### ACTION ITEM
Resume the news article below about the documentary "The Hat Lady," continuing it from its last sentence.

### SUPPLIED PASSAGE
※ ※ ※

Radio-TV-Film Lecturer Creates Documentary “The Hat Lady”

Video to be Shown at March Film Festival and Campus Gender Conference

March 3, 2008

By Pamela McLaren

“My mom received a knit cap when she was in chemotherapy,” explains Diane Ambruso, a Cal State Fullerton alumna and lecturer in radio-TV-film. “I kept wondering, ‘Who is behind these hats?’”

So explains Ambruso, who created the documentary “The Hat Lady,” which will be shown March 9 in the Reel Women International Film Festival at the Laemmle Music Hall in Beverly Hills. The festival shows films from 17 different countries and includes the directorial debut of Academy Award winner Helen Hunt.

“The Hat Lady” also will be shown at Cal State Fullerton’s Scholarship on Gender Conference, at 4:00 p.m. on Monday, March 24 in the Titan Student Union.

“I asked about the lady who made the hats, and I found out she was blind,” Ambruso continues. “I was intrigued.”

But finding out more took a while. Finally, Ambruso found the woman behind the hats – Shirley Eberhardt, a 79-year-old woman legally blind from macular degeneration. “Ms. Eberhardt agreed to be interviewed for the movie on the condition that it would help patients. I explained to her how the movie would do that,” says Ambruso.

 Ambruso wrote, directed and edited the 26-minute video, while Jacqueline B. Frost, associate professor of radio-TV-film, was co-producer and cinematographer.

※ ※ ※

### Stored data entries
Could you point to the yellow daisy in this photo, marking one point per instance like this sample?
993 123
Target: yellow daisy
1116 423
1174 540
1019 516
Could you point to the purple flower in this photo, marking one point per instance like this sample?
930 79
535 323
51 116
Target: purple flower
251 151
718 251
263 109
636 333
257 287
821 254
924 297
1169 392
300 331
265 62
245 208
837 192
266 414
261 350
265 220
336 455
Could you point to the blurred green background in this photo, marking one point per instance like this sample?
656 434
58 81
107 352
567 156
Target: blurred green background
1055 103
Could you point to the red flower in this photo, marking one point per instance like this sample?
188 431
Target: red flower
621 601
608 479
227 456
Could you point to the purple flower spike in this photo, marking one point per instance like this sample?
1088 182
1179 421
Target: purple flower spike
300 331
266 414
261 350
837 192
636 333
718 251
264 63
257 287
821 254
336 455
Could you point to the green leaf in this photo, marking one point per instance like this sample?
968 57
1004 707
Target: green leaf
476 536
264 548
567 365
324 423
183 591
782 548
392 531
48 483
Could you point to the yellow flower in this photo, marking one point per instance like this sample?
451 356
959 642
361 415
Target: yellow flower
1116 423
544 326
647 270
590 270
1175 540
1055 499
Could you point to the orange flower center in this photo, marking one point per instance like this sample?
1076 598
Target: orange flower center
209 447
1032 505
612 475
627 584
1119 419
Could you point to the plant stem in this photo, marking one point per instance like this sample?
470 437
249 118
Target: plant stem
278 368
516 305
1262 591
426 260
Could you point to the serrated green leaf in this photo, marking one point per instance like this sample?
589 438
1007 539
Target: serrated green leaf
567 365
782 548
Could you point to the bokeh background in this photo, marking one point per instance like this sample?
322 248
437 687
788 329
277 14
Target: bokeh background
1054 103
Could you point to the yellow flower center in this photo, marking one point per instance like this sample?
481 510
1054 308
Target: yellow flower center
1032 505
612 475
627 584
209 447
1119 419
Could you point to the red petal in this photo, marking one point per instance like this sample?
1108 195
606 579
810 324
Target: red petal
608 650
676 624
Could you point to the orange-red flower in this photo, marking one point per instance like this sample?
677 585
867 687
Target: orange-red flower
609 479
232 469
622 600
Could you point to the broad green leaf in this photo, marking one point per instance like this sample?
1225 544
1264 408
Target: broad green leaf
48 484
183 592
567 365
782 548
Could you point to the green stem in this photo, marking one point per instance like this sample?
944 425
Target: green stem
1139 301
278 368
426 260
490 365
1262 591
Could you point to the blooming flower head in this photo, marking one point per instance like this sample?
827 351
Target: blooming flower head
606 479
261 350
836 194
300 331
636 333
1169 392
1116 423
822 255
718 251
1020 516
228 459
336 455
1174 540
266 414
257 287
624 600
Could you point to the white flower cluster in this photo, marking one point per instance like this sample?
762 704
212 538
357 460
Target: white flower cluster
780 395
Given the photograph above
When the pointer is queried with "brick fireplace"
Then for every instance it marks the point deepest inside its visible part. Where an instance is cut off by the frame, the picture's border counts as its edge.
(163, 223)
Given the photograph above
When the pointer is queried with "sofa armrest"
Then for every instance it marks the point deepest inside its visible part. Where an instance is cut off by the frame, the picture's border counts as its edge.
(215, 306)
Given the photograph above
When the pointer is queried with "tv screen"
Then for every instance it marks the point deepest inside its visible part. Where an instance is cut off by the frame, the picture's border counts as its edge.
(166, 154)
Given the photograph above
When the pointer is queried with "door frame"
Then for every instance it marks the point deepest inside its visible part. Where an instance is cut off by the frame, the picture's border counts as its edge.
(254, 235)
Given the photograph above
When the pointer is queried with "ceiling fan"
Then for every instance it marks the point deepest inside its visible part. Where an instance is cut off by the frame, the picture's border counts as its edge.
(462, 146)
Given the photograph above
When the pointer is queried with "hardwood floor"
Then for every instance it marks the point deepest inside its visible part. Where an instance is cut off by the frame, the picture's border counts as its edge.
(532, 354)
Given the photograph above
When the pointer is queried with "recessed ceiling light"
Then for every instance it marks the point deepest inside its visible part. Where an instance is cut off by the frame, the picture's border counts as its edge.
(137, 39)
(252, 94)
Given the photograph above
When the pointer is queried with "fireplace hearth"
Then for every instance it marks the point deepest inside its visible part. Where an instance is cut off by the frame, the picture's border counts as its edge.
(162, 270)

※ ※ ※

### REPLY
The two filmmakers chronicled many hopeful stories of patients whose lives had been impacted by cancer. Afterward, “The Hat Lady,” as she is commonly known, “sold all her copies of the video to her family and friends to give money back to the patients.”

Eberhardt has done charity work since her childhood during World War II and her knit and crocheted garments have traveled all over the world.

The film — Ambruso’s first as a director — took about a year and a half to complete and involved editing 17 hours of raw footage.

“The high point was bringing the Hat Lady to the clinic and having her meet the patients for the first time,” Ambruso notes. “She was able to give her hats to the patients — it was very moving.”

Ambruso’s experience spans the entertainment industry. She is a paid screenwriter and has won several screenwriting honors, including first place in the Step-Up Screenwriting Contest and three-time finalist or semi-finalist for the Academy of Motion Picture Arts and Sciences’ Nicholl Fellowship. She has optioned numerous scripts and is credited as a story consultant on two feature-length documentaries. She also has worked as an executive at both DirecTv and ENCORE Media, and has been a professional story analyst for major production companies such as New Line Cinema, MGM and Union Bank's Entertainment Finance Group. She holds an MFA in film and television-screenwriting from UCLA and a bachelor’s degree in liberal studies from Cal State Fullerton. She has taught in the Radio-TV-Film Department since 2000.

Jacqueline Frost has taught on campus since 2002. Prior to joining Cal State Fullerton, Frost served as vice president, producer and director of photography for Corazón Films Inc. and assistant professor at Pennsylvania State University. Her recent films have toured the globe and screened in the Museum of Modern Art in New York. She holds an MFA from the University of Miami.